→ **Exercise set**:
A: Please answer these about the Bali post, one line each:
(i) Which two car makes were in the convoy that went past the hotel?
(ii) Which street came to a complete halt?
(iii) On average, how much does a Balinese earn a day?
B: Filter the listing down to the lines that contain the word "stone", matching case exactly.
____ Document excerpt
I Love Bali Forever

May 27, 2011

A hard look at a once-idyllic isle that tourism has transformed – for the worse.


943 Although most pictures depict beaches in Bali to be tranquil and peaceful, reality bites when you are thrown into a mad crowd upon arrival. (Photo: Nicole Low)

A convoy of Porsches and Ferraris from the local automobile club went past my hotel the other day. All of Jalan Kartika Plaza came to a complete halt, and for five whole minutes, no one offered to braid my hair, do my nails, drive me to Ubud, teach me to surf, change currency at the best rate... Everyone was too busy gawking at the fleet of luxe cars. The automobile club should drive down my street more often.

The Indonesian girls in the above passenger seats were all very fair.

There are Indonesian tourists after all. Like vampires, they only descend on the town at night. I think they all hide in their villas during the day or visit temples. The Indonesian tourists dress really well (simple, classy, neutral tones) and are also fair-skinned.

A tourist spends an average US$100 a day in Bali. A Balinese earns an average US$2 a day.

All cafes/restaurants in Kuta serve French fries, pizza, garlic bread, spaghetti and club sandwiches. Even reputable Indonesian restaurants have Western food on the menu.
________
____ Supplied records
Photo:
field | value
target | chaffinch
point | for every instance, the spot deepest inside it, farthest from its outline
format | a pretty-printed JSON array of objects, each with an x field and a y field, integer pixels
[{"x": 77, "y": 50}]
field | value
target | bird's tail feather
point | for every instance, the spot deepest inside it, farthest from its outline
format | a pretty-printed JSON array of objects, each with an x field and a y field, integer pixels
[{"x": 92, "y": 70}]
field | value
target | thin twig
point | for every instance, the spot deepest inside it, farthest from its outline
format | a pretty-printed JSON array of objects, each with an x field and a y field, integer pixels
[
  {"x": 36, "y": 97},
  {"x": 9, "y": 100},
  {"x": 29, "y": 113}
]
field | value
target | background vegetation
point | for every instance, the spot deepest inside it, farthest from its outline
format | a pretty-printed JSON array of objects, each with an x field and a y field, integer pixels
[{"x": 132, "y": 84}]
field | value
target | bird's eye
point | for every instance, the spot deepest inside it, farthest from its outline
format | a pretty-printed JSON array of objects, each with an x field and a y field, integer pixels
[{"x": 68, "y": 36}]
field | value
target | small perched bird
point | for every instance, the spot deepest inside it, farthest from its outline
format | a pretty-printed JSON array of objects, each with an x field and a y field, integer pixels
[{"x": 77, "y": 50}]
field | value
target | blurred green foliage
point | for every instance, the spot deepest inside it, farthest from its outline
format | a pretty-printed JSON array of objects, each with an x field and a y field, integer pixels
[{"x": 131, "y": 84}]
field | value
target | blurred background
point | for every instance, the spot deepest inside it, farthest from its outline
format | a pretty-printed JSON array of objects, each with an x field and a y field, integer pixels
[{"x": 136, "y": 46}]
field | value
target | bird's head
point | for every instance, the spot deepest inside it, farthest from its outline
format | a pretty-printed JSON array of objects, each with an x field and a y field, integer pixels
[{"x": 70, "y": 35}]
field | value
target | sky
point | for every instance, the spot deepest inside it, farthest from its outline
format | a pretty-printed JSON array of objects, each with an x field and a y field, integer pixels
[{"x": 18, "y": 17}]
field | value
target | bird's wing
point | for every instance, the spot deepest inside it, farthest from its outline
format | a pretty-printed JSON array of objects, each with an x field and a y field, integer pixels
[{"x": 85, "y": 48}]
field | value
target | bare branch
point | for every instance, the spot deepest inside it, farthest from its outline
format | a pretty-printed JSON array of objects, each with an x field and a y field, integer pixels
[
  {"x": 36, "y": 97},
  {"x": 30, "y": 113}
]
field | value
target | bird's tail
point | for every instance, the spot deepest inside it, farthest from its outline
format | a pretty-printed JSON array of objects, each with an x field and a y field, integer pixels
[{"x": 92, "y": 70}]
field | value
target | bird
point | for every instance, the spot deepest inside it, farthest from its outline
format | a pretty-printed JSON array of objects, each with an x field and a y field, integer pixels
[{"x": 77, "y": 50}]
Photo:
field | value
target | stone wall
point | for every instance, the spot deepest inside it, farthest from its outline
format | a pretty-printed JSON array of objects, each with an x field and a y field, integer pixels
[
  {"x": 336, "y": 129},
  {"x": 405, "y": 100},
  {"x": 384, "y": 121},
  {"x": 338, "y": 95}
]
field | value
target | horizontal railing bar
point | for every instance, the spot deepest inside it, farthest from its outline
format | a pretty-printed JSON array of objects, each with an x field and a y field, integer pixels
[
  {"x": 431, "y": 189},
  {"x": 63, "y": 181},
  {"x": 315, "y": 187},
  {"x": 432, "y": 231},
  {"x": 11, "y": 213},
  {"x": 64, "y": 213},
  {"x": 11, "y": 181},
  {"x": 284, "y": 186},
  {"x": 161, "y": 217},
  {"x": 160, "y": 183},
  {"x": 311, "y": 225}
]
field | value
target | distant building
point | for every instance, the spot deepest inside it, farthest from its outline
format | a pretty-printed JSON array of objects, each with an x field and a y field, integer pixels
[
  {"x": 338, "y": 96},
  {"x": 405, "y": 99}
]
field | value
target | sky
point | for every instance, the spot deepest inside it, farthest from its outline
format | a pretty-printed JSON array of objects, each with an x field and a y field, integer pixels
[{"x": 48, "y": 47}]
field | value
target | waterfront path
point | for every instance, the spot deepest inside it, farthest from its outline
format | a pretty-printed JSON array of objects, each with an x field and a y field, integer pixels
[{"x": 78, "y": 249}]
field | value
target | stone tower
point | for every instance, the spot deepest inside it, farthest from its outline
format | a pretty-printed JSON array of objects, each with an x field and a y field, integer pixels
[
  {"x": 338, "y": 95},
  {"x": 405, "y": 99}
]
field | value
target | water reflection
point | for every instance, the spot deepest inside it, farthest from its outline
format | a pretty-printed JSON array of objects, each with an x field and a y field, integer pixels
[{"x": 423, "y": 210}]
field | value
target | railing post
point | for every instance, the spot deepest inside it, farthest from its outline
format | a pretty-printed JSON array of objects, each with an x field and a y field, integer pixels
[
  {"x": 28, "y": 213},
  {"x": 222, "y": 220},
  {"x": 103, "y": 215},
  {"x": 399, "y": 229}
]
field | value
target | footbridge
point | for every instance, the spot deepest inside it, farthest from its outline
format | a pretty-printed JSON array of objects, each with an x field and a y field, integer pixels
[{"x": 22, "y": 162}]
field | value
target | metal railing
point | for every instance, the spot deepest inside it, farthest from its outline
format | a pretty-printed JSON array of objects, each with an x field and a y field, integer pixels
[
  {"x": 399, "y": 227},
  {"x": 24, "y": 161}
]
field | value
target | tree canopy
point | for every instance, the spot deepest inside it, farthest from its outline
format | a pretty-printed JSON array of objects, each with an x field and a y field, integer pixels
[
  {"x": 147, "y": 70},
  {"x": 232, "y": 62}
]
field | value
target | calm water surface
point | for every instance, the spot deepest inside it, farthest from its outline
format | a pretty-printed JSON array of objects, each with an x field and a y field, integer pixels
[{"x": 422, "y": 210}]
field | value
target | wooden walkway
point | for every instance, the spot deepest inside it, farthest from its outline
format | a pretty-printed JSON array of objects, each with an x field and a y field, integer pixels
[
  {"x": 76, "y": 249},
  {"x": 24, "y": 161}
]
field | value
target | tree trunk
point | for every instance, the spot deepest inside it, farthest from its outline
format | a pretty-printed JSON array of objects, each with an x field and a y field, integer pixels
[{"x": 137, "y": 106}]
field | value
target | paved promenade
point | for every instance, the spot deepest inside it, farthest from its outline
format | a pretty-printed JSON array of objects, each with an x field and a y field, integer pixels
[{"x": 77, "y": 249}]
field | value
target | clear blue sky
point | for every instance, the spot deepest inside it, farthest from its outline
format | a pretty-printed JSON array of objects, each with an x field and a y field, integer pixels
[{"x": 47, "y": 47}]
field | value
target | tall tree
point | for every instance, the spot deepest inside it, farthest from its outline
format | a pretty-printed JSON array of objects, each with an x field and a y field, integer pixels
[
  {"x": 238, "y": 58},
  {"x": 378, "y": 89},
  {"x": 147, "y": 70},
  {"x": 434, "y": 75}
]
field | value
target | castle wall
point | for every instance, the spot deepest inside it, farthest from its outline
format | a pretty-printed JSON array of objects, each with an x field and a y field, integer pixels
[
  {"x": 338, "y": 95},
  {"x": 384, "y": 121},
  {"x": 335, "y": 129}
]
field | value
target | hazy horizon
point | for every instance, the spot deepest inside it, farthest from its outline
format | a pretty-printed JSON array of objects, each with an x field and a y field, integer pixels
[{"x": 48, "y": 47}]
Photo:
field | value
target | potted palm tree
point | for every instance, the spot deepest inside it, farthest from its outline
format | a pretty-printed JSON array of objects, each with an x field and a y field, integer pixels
________
→ **The results**:
A:
(i) Porsches and Ferraris
(ii) Jalan Kartika Plaza
(iii) US$2

B:
target | stone wall
target | stone tower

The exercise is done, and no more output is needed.